La raconteuse de films d'Hernán Rivera Letelier (Chili, acheté à la Librairie du FIFIG) se passe dans les mines de salpêtre du désert d’Atacama au nord du Chili dans les années 50. Maria Margarita est la seule fille de la maison, elle vit avec son père invalide, en fauteuil roulant depuis un accident du travail, et ses quatre frères. La mère les a quittés. Ils adorent le cinéma, mais vu leur budget étriqué, quand un film arrive, ils ne peuvent acheter qu’un seul billet et chacun des enfants va à tour de rôle regarder le film et le raconter au reste de la famille en rentrant. Mais à ce jeu, c’est la petite fille qui se révèle la meilleure. Elle enregistre les détails, les mimiques, les intonations, les costumes et Maria Margarita devient la raconteuse de films, prenant le pseudo de Morgane Féduciné. Bientôt tout le village de mineurs vient chez elle assister à ses prestations, trouvant que c’est même mieux qu’au cinéma. On se bouscule dans la petite maison, et ce sont des jours de relative aisance pour la famille, jusqu’au moment de l'arrivée de la télévision. Le père meurt, les frères s’en vont l’un après l’autre, la mine est désaffectée, Maria Margarita devenue adulte met son talent toujours intact au service des touristes qui viennent de temps en temps visiter les anciennes mines.
Ça commence ainsi : "À la maison, comme l’argent courait plus vite que nous, quand un film arrivait à la Compagnie et que mon père le trouvait à son goût - juste d'après le nom de l'actrice ou de l'acteur principal -, on réunissait une à une les pièces de monnaie pour atteindre le prix d'un billet et on m'envoyait le voir. Ensuite en revenant du cinéma, je devais le raconter à la famille, réunie au grand complet au milieu de la salle à manger." Dans ce triste désert, où tout est régi par la Compagnie, seuls le cinéma, et pour les garçons le foot, font diversion. Mais la petite fille devenue jeune fille est bientôt rattrapée par la réalité, bien éloignée des rêves octroyés par le cinéma. Une belle histoire aussi, un bel hommage au cinéma et au pouvoir de la parole et de l'art de raconter. L’auteur, comme son héroïne, est un conteur hors pair.
Et sur ce, blog en repos jusqu’à mon retour de Venise.

**DÉFIS**
a – Rendez en anglais cette phrase de l'extrait du document : « Mais à ce jeu, c’est la petite fille qui se révèle la meilleure. »
b – Selon l'extrait du document, sous quel pseudonyme Maria Margarita devient-elle la raconteuse de films ?

**ENREGISTREMENTS DE DONNÉES**
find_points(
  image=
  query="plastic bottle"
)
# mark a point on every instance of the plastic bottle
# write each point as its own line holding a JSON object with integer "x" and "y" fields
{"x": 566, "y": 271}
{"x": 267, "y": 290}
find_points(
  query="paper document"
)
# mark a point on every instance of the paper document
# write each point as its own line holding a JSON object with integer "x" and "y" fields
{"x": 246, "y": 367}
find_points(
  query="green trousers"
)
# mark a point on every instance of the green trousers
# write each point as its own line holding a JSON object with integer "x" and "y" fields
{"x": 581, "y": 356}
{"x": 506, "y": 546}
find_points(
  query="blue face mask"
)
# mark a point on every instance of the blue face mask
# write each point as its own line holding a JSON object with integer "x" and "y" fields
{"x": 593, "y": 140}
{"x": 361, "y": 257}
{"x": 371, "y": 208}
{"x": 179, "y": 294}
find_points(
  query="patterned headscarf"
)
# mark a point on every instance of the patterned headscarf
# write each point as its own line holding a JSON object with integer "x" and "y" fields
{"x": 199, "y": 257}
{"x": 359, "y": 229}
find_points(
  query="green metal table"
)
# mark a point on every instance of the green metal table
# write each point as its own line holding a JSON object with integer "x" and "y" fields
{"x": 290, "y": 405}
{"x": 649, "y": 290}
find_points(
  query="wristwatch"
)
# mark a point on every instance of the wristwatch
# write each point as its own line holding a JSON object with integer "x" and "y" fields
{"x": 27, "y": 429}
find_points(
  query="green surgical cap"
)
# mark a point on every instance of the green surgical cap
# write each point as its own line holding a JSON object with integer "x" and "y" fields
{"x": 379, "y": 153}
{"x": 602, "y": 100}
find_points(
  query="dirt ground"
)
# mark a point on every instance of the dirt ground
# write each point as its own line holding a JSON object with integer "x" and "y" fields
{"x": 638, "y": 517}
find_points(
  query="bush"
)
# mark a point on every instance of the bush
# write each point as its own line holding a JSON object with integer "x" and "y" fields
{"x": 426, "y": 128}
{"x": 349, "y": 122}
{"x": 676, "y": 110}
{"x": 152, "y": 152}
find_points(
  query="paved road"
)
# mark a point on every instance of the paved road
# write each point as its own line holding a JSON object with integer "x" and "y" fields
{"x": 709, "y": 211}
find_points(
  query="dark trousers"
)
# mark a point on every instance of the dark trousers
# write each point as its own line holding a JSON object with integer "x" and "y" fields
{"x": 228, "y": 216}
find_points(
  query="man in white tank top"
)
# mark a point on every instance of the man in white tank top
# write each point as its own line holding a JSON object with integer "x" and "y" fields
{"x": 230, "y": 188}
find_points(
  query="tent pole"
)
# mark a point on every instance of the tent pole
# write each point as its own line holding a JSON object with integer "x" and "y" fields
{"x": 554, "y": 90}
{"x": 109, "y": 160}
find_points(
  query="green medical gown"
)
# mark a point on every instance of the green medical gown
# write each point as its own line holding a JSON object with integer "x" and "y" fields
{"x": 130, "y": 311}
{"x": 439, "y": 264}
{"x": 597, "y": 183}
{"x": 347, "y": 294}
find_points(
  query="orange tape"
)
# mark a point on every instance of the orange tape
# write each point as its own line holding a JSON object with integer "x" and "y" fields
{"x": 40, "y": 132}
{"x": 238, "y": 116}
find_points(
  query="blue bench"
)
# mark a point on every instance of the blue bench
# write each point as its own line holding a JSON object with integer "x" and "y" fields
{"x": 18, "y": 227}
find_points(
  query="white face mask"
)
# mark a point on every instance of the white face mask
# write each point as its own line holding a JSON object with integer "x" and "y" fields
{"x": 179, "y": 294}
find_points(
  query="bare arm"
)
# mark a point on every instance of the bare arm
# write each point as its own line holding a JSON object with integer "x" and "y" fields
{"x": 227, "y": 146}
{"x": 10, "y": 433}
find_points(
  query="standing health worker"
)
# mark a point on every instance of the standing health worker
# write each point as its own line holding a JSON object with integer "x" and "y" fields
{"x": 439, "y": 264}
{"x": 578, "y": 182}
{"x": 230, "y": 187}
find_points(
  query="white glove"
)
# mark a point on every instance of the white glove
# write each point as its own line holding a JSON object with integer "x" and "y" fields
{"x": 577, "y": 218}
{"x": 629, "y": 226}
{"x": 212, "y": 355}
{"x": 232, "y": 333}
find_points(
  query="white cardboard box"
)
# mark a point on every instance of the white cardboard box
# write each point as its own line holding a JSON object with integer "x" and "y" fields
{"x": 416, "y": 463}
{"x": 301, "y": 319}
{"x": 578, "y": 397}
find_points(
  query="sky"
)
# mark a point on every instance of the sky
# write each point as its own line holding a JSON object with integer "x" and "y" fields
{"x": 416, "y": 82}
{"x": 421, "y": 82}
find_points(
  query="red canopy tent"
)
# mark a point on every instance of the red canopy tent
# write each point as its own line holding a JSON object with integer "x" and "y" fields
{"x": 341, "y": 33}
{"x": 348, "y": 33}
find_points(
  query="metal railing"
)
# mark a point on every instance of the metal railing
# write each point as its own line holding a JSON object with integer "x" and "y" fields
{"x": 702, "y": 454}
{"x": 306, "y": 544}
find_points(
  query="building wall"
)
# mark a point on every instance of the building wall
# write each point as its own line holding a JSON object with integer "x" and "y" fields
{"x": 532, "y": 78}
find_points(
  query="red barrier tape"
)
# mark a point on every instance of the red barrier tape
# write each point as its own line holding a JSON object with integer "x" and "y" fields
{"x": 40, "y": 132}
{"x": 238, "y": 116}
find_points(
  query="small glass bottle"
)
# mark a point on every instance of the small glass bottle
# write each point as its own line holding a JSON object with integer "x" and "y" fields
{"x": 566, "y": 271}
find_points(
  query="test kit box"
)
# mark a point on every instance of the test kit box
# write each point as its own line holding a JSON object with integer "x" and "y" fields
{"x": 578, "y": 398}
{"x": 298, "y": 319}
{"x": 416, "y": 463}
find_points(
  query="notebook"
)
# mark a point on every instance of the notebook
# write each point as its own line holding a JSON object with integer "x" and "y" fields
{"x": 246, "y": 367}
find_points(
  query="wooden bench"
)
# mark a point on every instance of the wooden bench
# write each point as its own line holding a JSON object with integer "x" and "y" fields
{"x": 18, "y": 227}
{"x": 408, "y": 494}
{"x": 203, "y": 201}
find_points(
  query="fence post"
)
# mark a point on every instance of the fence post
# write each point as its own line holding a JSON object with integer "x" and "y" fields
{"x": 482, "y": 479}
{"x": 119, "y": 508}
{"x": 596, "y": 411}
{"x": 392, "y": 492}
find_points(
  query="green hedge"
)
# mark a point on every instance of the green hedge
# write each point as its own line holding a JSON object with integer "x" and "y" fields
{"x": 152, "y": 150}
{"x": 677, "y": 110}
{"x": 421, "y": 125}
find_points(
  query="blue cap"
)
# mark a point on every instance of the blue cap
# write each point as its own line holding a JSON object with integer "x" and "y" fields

**LISTE DES RÉPONSES**
a – But at this game, it is the little girl who turns out to be the best.

b – Morgane Féduciné.